Extracted text —
CSUN’s Vice President for Student Affairs, Dr. Terry Piper dies

Courtsey of CSUN

UPDATE: The memorial service honoring Piper will be held Monday, May 17, 2010 at 2 p.m. on the Manzanita Hall Lawn. In lieu of flowers, donations can be made to the Terry D. Piper Endowment.

Dr. Terry Piper, vice president for Student Affairs, who had taken an indefinite leave at the beginning of the spring semester to focus on his health, died Thursday, May 13.

Piper, who had been diagnosed with melanoma, a malignant type of skin cancer, was expected to return to fulfill his duties.

Dr. William Watkins, who took over Piper’s duties, said  in an interview in January that his goal was to continue with “the values and the vision of Dr. Piper. We expect him to return and our goal when he returns is to uphold every bit the division he has built and left,” Watkins said. “It is the greatest way to respect and honor his time away.”

Watkins could not be reached for comment but he is expected to continue to serve as the acting vice president of Student Affairs.

In an e-mail correspondence to the campus community, President Jolene Koester expressed her condolences.

“This is a grievous loss for many of us personally and, of course, the entire campus community. No one exhibited greater devotion to the success and well-being of students.”

As vice president for Student Affairs, Piper oversaw the administrative success of many departments including: Associated Students, Inc., Career Center, Financial Aid & Scholarships, and the National Center of Deafness among others. He also held a faculty appointment in the department of Educational Psychology and Counseling.

A.S. President Abel Pacheco said he was saddened to learn of his passing.

Pacheco said he fondly remembered a one-on-one meeting with Piper early on in his term where they spoke about leadership.

“He  told me that to be a great leader you had to listen and show compassion for others,” Pacheco said. “Dr. Piper exemplified that, he always took the time to listen to me even if he didn’t agree with me and considered everything I had to say.”

Pacheco said it was a tremendous loss for the CSUN community.

“If you didn’t know him personally, you won’t feel it but you will notice it,” he said.

A.S. Vice President Conor Lansdale said he had learned of Piper’s passing during a reception held for faculty government.

Lansdale said Piper was an approachable administrator that knew how to communicate with students.

“He was a professional but he wasn’t rigid,” Lansdale said.

Another way Piper expressed his commitment to CSUN students was through the establishment of the Terry D. Piper Endowment, said Koester in the e-mail.

Koester added that she has been in communication with his family and they have agreed to let the University hold a formal memorial to honor Piper’s life and accomplishments.

The details have not been made available as of yet.

Record excerpts —
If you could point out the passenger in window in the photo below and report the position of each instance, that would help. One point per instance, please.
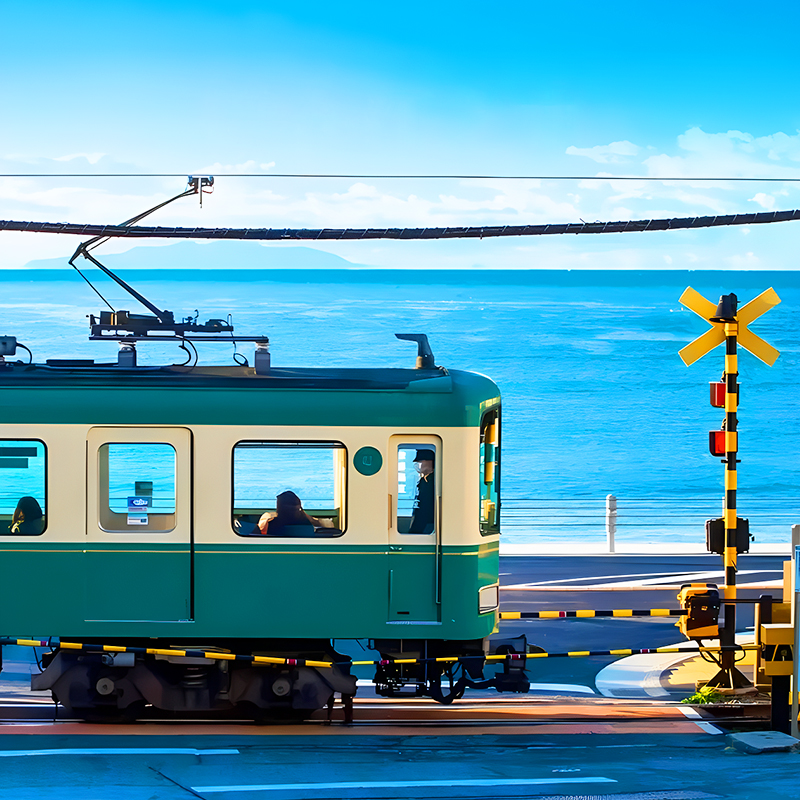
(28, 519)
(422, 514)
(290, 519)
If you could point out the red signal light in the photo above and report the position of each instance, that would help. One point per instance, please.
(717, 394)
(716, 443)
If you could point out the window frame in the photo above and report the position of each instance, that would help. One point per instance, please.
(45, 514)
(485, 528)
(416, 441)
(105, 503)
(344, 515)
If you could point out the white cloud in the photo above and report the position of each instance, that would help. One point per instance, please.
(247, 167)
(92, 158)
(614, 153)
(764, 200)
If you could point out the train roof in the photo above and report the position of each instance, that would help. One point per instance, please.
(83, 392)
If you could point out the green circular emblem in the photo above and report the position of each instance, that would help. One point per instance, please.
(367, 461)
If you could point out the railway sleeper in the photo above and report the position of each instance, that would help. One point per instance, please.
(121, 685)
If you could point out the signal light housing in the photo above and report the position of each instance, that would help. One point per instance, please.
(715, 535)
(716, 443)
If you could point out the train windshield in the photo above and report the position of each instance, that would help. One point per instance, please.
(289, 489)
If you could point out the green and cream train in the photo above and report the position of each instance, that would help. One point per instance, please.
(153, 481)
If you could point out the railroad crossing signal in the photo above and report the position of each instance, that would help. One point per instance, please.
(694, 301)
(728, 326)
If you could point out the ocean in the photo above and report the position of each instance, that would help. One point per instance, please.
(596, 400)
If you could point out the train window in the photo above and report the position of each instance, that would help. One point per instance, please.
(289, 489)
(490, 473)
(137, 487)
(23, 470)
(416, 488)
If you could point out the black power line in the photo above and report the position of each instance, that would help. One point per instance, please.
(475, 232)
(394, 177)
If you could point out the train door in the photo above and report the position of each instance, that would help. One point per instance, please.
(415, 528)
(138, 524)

* * *

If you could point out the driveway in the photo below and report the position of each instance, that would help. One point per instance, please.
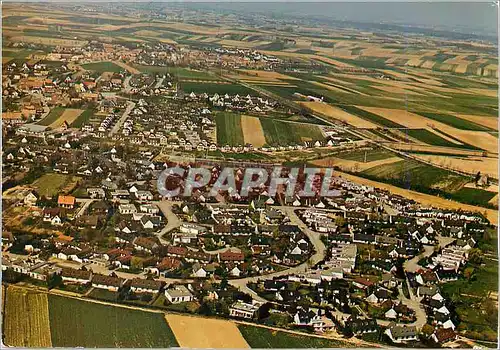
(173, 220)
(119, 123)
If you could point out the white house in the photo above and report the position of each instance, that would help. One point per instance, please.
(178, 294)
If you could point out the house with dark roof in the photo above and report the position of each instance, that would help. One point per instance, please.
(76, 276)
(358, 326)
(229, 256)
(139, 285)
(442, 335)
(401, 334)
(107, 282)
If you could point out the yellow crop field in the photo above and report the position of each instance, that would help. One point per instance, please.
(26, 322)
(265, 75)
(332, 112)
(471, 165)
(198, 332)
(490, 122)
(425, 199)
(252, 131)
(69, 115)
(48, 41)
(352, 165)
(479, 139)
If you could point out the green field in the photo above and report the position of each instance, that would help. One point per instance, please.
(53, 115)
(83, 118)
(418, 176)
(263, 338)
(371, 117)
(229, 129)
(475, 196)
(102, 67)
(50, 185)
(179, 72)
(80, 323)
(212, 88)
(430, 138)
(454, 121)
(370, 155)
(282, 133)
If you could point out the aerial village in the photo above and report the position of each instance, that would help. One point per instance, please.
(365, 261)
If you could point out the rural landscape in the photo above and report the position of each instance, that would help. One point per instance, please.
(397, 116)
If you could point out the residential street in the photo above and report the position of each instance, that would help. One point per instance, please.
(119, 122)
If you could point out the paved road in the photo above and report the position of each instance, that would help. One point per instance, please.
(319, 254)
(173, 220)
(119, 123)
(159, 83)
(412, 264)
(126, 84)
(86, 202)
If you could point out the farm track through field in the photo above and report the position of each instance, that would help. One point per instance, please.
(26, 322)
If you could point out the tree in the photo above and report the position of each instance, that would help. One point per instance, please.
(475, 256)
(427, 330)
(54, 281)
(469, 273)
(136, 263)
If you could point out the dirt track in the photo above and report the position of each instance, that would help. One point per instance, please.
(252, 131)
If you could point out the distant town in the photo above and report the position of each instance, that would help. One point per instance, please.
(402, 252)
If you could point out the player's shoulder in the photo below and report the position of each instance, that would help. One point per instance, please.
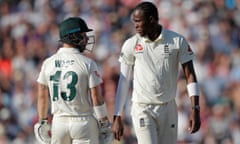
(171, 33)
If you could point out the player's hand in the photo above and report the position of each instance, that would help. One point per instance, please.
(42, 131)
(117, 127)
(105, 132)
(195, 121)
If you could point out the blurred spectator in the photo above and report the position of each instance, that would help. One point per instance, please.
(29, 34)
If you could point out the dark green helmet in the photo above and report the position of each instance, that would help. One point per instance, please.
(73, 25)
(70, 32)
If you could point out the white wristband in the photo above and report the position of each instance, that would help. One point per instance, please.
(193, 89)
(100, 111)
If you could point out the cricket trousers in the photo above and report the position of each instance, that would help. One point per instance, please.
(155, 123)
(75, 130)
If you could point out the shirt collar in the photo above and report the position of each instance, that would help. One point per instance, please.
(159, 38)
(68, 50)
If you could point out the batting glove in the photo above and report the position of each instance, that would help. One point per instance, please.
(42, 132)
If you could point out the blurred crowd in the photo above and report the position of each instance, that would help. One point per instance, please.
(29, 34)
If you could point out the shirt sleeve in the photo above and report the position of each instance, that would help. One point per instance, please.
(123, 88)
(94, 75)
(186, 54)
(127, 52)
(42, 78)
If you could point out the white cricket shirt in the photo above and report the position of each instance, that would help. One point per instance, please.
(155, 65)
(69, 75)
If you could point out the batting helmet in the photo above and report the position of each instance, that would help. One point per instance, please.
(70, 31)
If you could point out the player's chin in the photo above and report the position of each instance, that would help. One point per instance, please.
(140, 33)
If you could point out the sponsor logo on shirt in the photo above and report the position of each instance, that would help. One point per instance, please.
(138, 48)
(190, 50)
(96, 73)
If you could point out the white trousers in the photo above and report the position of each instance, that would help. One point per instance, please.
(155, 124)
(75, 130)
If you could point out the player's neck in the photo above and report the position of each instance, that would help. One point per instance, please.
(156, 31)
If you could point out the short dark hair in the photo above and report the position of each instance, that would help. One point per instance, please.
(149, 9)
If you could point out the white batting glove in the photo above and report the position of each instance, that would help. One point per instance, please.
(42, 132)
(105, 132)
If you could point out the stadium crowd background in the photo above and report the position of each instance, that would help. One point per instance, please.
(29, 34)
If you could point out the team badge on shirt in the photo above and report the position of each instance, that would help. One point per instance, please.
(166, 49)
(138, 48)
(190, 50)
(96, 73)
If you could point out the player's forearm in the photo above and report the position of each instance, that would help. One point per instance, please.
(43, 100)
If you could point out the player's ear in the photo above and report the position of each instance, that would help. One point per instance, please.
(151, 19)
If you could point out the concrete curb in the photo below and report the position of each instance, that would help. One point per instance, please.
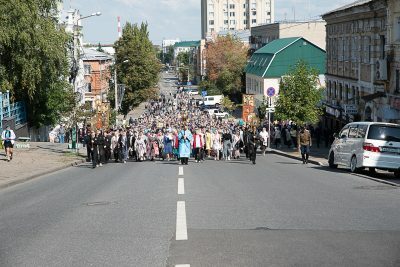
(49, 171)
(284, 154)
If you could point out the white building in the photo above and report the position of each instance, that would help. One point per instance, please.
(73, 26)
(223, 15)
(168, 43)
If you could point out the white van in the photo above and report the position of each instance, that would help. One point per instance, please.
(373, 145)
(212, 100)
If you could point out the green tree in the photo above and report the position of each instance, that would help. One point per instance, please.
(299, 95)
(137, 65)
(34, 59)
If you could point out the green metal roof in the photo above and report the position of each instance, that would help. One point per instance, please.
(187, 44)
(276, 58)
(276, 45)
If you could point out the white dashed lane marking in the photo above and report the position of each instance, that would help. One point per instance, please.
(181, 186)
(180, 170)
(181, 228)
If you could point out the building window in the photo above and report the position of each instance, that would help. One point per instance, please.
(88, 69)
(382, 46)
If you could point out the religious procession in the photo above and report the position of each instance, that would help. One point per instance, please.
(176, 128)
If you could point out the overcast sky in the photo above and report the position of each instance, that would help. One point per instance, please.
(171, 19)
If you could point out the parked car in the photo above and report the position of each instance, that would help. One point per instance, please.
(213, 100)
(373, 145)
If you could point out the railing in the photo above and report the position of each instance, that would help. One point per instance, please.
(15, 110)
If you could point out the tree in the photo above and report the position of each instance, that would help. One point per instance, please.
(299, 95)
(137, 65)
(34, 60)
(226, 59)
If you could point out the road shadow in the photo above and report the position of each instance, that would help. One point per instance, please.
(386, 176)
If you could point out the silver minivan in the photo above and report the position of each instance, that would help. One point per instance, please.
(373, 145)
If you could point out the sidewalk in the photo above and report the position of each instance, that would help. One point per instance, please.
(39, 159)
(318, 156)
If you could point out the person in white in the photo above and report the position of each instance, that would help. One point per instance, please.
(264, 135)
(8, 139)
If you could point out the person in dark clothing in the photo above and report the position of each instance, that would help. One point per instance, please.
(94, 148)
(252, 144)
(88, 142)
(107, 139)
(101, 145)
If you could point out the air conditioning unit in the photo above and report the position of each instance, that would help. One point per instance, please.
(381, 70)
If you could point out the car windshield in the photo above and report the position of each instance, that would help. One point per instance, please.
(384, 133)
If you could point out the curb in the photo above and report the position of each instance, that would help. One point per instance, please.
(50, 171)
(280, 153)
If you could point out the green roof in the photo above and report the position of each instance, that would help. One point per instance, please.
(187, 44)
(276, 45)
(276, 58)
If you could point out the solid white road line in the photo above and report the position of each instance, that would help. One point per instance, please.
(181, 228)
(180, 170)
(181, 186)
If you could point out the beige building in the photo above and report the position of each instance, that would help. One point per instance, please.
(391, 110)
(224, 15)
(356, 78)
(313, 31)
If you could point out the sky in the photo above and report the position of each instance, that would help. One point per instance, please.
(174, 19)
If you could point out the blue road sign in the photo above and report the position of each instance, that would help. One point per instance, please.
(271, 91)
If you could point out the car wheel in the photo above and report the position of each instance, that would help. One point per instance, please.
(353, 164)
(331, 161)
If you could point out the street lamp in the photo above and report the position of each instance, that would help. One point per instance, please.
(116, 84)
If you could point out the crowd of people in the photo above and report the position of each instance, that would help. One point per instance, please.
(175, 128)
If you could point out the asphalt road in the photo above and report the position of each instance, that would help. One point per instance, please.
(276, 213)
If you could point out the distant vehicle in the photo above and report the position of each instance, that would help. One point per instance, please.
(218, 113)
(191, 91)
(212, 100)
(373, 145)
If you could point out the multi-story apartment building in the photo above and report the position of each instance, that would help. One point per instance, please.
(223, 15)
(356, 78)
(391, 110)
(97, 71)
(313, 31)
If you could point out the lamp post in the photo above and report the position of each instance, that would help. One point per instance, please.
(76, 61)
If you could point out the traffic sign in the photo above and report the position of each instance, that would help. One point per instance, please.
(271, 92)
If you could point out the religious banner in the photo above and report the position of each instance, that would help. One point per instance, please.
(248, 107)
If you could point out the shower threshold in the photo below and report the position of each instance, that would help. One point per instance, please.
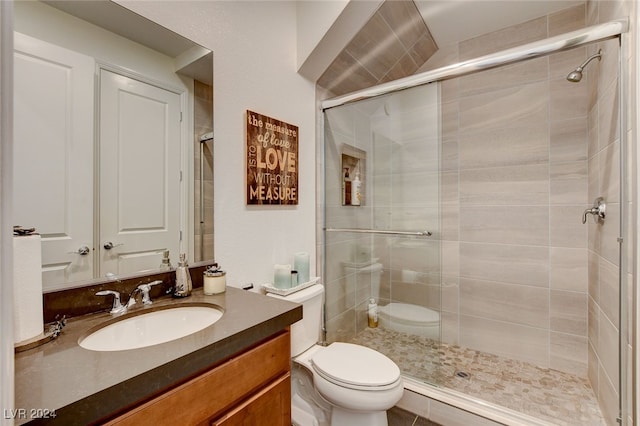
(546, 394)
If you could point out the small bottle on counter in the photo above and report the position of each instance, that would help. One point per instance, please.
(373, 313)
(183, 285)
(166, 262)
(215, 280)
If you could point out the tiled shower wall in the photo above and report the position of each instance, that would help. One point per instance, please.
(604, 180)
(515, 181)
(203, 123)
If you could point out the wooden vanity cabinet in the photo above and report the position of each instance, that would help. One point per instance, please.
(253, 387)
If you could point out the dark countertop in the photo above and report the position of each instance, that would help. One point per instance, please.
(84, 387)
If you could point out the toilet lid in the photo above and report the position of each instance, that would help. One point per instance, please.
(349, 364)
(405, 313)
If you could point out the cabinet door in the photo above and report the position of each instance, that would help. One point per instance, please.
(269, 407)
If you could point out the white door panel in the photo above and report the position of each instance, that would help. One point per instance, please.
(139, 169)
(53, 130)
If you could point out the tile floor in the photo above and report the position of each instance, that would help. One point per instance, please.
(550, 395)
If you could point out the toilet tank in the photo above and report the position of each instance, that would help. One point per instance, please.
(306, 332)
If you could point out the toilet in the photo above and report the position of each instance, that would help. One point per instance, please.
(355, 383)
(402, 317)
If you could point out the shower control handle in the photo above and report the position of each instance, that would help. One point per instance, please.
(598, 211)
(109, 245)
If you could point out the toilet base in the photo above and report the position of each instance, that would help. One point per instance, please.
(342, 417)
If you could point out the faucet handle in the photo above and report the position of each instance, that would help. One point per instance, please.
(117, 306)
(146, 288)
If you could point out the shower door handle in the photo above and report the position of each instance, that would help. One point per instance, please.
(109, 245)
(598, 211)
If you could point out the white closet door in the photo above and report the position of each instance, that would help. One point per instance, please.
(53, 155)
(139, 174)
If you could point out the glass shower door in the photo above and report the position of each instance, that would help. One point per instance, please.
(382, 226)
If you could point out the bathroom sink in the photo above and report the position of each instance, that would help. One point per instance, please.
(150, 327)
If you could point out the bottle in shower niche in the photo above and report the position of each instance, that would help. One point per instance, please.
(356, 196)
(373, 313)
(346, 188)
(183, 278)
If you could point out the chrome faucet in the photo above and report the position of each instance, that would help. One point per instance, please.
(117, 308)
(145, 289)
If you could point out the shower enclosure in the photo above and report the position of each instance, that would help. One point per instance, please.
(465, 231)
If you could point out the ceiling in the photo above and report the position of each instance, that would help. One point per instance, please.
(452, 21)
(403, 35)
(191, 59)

Task 1 —
For the article on Dr. Terry Piper's death, decide whether each statement agrees with it: (a) the memorial service was set for the Manzanita Hall Lawn; (b) Piper was not expected to return to his duties; (c) Piper held a faculty appointment in the department of Sociology. Answer each with yes or no, and quote the words from the article that settle it.
Task 2 —
Write out the part of the Terry Piper article that opens with the words containing "As vice president" and closes with "Psychology and Counseling.", copying it without any change.

Answer box 1 —
(a) Yes: "The memorial service honoring Piper will be held Monday, May 17, 2010 at 2 p.m. on the Manzanita Hall Lawn."
(b) No: "was expected to return to fulfill his duties."
(c) No: "He also held a faculty appointment in the department of Educational Psychology and Counseling."

Answer box 2 —
As vice president for Student Affairs, Piper oversaw the administrative success of many departments including: Associated Students, Inc., Career Center, Financial Aid & Scholarships, and the National Center of Deafness among others. He also held a faculty appointment in the department of Educational Psychology and Counseling.